» **What is needed**
Every record, from first to last, should be written out again exactly.

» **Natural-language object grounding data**
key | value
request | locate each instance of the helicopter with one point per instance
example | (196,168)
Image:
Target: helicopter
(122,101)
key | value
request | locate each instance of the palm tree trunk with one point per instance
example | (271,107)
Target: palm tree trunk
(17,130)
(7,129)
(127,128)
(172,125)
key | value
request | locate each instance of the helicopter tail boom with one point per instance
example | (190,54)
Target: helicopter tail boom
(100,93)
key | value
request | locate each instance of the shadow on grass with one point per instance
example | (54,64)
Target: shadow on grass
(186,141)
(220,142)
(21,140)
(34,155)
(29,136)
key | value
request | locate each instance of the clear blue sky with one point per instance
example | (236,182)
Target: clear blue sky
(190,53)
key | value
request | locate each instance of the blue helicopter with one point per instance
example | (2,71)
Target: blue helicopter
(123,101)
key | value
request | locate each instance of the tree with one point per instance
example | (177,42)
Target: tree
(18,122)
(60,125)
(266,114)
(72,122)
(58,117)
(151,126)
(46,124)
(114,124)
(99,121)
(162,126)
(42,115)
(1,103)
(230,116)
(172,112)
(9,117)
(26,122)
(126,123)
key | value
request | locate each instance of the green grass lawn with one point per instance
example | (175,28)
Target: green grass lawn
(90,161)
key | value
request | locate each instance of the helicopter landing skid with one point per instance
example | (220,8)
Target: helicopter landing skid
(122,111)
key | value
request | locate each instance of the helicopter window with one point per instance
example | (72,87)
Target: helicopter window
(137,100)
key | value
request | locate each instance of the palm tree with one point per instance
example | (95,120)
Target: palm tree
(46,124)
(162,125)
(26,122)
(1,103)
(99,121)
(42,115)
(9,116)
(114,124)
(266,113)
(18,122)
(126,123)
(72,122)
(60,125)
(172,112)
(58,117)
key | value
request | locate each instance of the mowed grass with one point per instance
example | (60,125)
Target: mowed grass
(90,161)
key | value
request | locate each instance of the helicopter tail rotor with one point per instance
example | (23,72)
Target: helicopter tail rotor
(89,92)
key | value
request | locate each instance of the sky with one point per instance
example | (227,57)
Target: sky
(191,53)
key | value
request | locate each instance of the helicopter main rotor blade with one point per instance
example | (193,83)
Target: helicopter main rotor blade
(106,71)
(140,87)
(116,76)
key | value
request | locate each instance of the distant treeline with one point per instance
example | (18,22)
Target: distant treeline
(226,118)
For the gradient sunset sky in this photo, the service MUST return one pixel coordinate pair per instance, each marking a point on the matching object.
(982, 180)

» **Exercise result**
key | value
request | locate each instance of the helicopter with one point per instance
example | (196,168)
Image:
Target: helicopter
(122,101)
key | value
request | locate each instance of the palm tree trunk with one point per instance
example | (271,107)
Target: palm tree trunk
(17,130)
(7,129)
(127,128)
(172,125)
key | value
request | locate each instance of the helicopter tail boom with one point per instance
example | (190,54)
Target: helicopter tail boom
(100,93)
key | value
request | locate each instance of the shadow on grass with one point per instance
example | (54,64)
Target: shadow on grass
(186,141)
(220,142)
(21,140)
(34,155)
(29,136)
key | value
request | locate each instance of the clear blue sky with one point per instance
example | (236,182)
Target: clear blue sky
(190,53)
key | value
request | locate each instance of the blue helicopter with one point per instance
example | (2,71)
Target: blue helicopter
(123,101)
key | value
request | locate each instance of the tree with one point per instance
example | (177,42)
Target: tree
(18,122)
(60,125)
(266,114)
(72,122)
(58,117)
(151,126)
(46,124)
(114,124)
(99,121)
(162,126)
(42,115)
(1,103)
(230,116)
(172,112)
(9,117)
(26,122)
(126,123)
key | value
request | locate each instance of the green grass lawn with one point per instance
example | (175,28)
Target: green grass lawn
(90,161)
key | value
request | locate each instance of the helicopter landing skid with one point per instance
example | (220,8)
Target: helicopter landing skid
(122,111)
key | value
request | locate each instance of the helicopter window with one point per instance
example | (72,87)
Target: helicopter window
(137,100)
key | value
request | locate each instance of the palm tree with one point per instance
example | (95,120)
Target: palm tree
(46,124)
(162,125)
(26,122)
(1,103)
(99,121)
(42,115)
(9,116)
(114,124)
(266,113)
(18,122)
(126,123)
(72,122)
(60,125)
(172,112)
(58,117)
key | value
request | locate each instance of the mowed grass with one point per instance
example | (60,125)
Target: mowed grass
(90,161)
key | value
request | locate each instance of the helicopter tail rotor with one point per instance
example | (23,72)
Target: helicopter tail rotor
(89,92)
key | value
request | locate each instance of the sky with one point per instance
example | (227,57)
Target: sky
(191,53)
key | value
request | locate each instance of the helicopter main rotor blade with one point per instance
example | (193,83)
Target: helicopter main rotor blade
(106,71)
(140,87)
(116,76)
key | value
request | locate each instance of the distant treeline with one point per instance
example | (18,22)
Target: distant treeline
(226,118)
For the gradient sunset sky in this photo, the service MUST return one pixel coordinate pair per instance, each marking a point on the matching object.
(982, 180)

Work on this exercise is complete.